• **Entries from a data source**
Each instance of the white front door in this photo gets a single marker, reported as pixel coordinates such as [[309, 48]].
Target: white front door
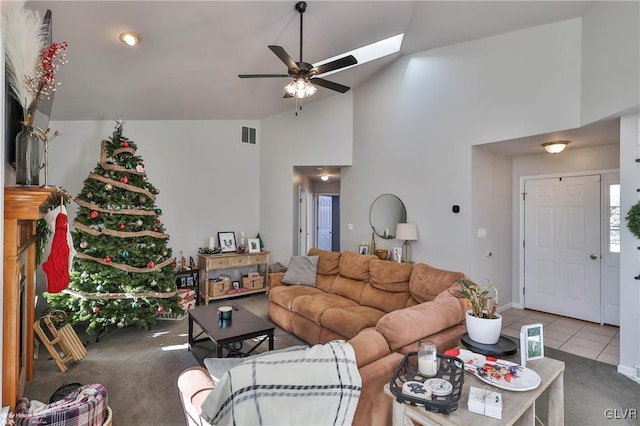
[[562, 246], [325, 212], [611, 251]]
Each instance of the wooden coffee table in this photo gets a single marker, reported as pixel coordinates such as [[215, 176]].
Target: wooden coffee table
[[224, 334], [518, 407]]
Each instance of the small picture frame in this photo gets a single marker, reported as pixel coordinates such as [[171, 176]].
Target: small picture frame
[[227, 241], [531, 343], [254, 245]]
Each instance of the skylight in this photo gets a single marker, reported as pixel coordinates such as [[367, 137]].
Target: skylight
[[368, 53]]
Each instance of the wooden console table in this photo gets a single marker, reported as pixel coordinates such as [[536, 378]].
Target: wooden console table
[[211, 262], [21, 210]]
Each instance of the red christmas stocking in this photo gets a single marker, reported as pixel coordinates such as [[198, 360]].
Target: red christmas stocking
[[57, 265]]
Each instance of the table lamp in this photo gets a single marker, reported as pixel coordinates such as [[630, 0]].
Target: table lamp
[[407, 232]]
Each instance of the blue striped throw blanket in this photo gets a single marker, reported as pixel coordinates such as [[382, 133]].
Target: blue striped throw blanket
[[317, 385]]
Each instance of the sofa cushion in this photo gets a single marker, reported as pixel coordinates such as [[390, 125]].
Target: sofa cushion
[[408, 325], [285, 295], [302, 270], [428, 282], [355, 266], [313, 306], [390, 276], [386, 301], [328, 262], [350, 321], [349, 288]]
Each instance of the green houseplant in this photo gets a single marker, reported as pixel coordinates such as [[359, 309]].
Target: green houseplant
[[484, 324]]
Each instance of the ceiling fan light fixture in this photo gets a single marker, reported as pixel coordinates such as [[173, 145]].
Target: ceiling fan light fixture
[[555, 147], [130, 38]]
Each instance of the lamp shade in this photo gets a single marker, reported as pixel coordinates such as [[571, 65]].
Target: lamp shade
[[406, 231]]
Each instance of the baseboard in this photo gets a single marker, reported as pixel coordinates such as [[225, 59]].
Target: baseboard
[[628, 371]]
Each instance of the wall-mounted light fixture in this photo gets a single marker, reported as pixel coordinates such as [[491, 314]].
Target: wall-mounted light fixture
[[131, 38], [555, 147]]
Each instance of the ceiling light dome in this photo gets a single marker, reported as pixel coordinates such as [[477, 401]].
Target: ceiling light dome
[[555, 147], [131, 38]]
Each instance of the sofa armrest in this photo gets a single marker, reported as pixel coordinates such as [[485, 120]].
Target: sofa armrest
[[411, 324], [194, 385]]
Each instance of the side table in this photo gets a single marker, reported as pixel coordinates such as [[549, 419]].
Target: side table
[[517, 406]]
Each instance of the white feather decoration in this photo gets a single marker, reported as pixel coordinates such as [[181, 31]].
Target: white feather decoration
[[24, 35]]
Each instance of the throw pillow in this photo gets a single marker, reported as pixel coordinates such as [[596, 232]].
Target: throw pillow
[[302, 270]]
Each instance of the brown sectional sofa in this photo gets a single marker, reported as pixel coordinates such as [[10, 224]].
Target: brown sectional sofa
[[381, 308]]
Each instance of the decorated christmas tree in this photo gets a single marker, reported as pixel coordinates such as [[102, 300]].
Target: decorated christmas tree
[[123, 270]]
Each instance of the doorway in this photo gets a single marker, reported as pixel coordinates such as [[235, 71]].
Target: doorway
[[570, 231]]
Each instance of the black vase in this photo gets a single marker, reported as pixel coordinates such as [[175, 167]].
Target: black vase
[[27, 157]]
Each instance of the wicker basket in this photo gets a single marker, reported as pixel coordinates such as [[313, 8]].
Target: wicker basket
[[449, 368], [253, 283]]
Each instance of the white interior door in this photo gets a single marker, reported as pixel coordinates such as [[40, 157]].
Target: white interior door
[[562, 246], [303, 221], [611, 251], [325, 226]]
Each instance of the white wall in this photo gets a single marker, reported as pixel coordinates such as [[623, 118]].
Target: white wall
[[415, 124], [322, 134], [611, 59], [208, 180], [629, 264], [491, 255]]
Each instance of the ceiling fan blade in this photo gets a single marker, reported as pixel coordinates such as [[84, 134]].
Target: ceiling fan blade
[[343, 62], [330, 85], [262, 75], [284, 57]]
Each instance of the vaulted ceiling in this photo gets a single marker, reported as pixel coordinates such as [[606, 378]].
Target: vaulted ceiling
[[192, 51]]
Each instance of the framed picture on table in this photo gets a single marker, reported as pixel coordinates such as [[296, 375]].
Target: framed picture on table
[[531, 343], [227, 241], [254, 245]]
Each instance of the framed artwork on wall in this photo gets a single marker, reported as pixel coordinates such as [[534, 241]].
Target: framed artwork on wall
[[227, 241]]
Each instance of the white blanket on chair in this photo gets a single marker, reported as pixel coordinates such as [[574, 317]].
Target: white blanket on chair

• **The task**
Please convert every line of the entries above into a JSON list of strings, one string per line, with blank lines omitted. Leave the pictures out.

• **Solution to this exercise**
[
  "Each instance of the white front door in this photo gets a single marker, reported as pixel coordinates such as [[309, 48]].",
  "Target: white front door",
  "[[562, 246], [325, 212], [611, 251]]",
  "Each instance of the wooden coffee table in this photo gets a single marker, reported as pixel coordinates such as [[215, 176]].",
  "Target: wooden coffee table",
  "[[224, 334], [518, 407]]",
  "Each instance of the small picture frame in this photo gets a single marker, reported as pixel coordinates such as [[171, 176]].",
  "Target: small picture frame",
  "[[227, 241], [531, 343], [254, 245]]",
  "Each instance of the skylight in this photo gets a single marker, reported as pixel coordinates such as [[367, 137]].",
  "Target: skylight",
  "[[368, 53]]",
  "Each instance of the wooden console table in this photo gets a single marker, reported as pixel coordinates such as [[536, 378]].",
  "Target: wooden console table",
  "[[211, 262], [21, 210]]",
  "Each instance of the red christmas stocking in this photo gets a single marker, reported as pixel coordinates such as [[198, 360]].",
  "Target: red christmas stocking",
  "[[57, 265]]",
  "Each instance of the table lamp in this photo gets a single marker, reported as pixel coordinates such as [[630, 0]].",
  "Target: table lamp",
  "[[407, 232]]",
  "Each instance of the blue striped throw blanket in this photo gets a single marker, reported as pixel coordinates such as [[382, 133]].",
  "Target: blue striped throw blanket",
  "[[317, 385]]",
  "Each instance of the sofa cushion in this photo gets a single marker, reported as pixel coordinates such as [[390, 125]].",
  "Target: sofa cushion",
  "[[408, 325], [285, 295], [302, 270], [428, 282], [355, 266], [313, 306], [390, 276], [386, 301], [328, 262], [350, 321], [349, 288]]",
  "Each instance of the green houseplant in this photo gets a single marker, reported as pixel coordinates such as [[359, 309]].",
  "Target: green houseplant",
  "[[484, 324]]",
  "Each instance of the ceiling fan light fixture in this photo gets a single marker, reported as pixel coordinates such as [[173, 145]].",
  "Target: ceiling fan light fixture",
  "[[555, 147], [130, 38]]",
  "Each instance of the lamp shade in this photo gets a single marker, reported as pixel coordinates such as [[571, 65]].",
  "Target: lamp shade",
  "[[406, 231]]",
  "Each instance of the baseboard in this photo gets a single marker, reported as pixel coordinates such as [[225, 59]].",
  "Target: baseboard",
  "[[628, 371]]",
  "Each instance of the wall-mounted light fixture in this photo gets a single marker, reported as pixel coordinates such as [[491, 314]].",
  "Target: wall-mounted light fixture",
  "[[131, 38], [555, 147]]",
  "Each instance of the ceiling light dome in this photo gets a single marker, reported as pixel coordinates such as [[477, 401]].",
  "Target: ceiling light dome",
  "[[555, 147], [131, 38]]",
  "Each instance of the sofa armrest in this photo gets a single marker, reported as pixel coordinates such as [[485, 120]].",
  "Target: sofa armrest",
  "[[411, 324], [194, 385]]",
  "Each instance of the side table in this photo gets a single marker, reported as pixel coordinates such as [[549, 419]].",
  "Target: side table",
  "[[517, 406]]",
  "Each instance of the white feather decoration in this photo gets a single marker, reported as pixel coordinates such as [[181, 31]].",
  "Target: white feather decoration",
  "[[24, 35]]",
  "Each instance of the throw pillow in this photo gets a single marker, reported as pixel coordinates such as [[596, 232]].",
  "Target: throw pillow",
  "[[302, 270]]",
  "Each instance of the brown sectional sofa in this photo gets a single marker, reported as pixel coordinates such as [[10, 224]].",
  "Target: brown sectional sofa",
  "[[381, 308]]",
  "Each instance of the decorated christmas tree in this photo gets a single marker, reported as pixel coordinates such as [[102, 300]].",
  "Target: decorated christmas tree",
  "[[123, 270]]",
  "Each instance of the doorway in this photo gets a single marker, reported as pixel coordinates such as [[235, 71]].",
  "Target: doorway",
  "[[570, 231]]",
  "Each instance of the black vase in this photo gets a single marker, reported as pixel coordinates such as [[175, 167]].",
  "Target: black vase",
  "[[27, 157]]",
  "Each instance of the wicker basket in this photo gets a single marker, reported as pixel coordinates such as [[313, 8]].",
  "Target: wicker basket",
  "[[449, 368], [253, 283]]",
  "Each instance of the white interior door in this photo gets a single marker, reported as pixel coordinates such as [[40, 157]].",
  "Target: white interior door",
  "[[562, 246], [303, 221], [611, 251], [325, 226]]",
  "Each instance of the white wall in this photo gets a single marker, reported as pixel coordinates such as [[623, 118]].",
  "Target: white wall",
  "[[415, 124], [322, 134], [611, 59], [208, 180], [629, 264], [491, 255]]",
  "Each instance of the ceiling fan blade in this photo gets a single marker, reported as pixel coordinates such as [[84, 134]].",
  "Target: ceiling fan blade",
  "[[343, 62], [330, 85], [262, 75], [284, 57]]",
  "Each instance of the vaulted ceiling in this photo gets a single marker, reported as pixel coordinates such as [[606, 378]].",
  "Target: vaulted ceiling",
  "[[192, 51]]",
  "Each instance of the framed picture on table in this photo gets a single marker, reported as pixel coordinates such as [[296, 375]].",
  "Target: framed picture on table",
  "[[531, 343], [227, 241], [254, 245]]",
  "Each instance of the framed artwork on wall in this photo gets a single marker, reported as pixel coordinates such as [[534, 241]].",
  "Target: framed artwork on wall",
  "[[227, 241]]",
  "Each instance of the white blanket on chair in this photo gets a single marker, reported as pixel coordinates such as [[574, 317]].",
  "Target: white blanket on chair"
]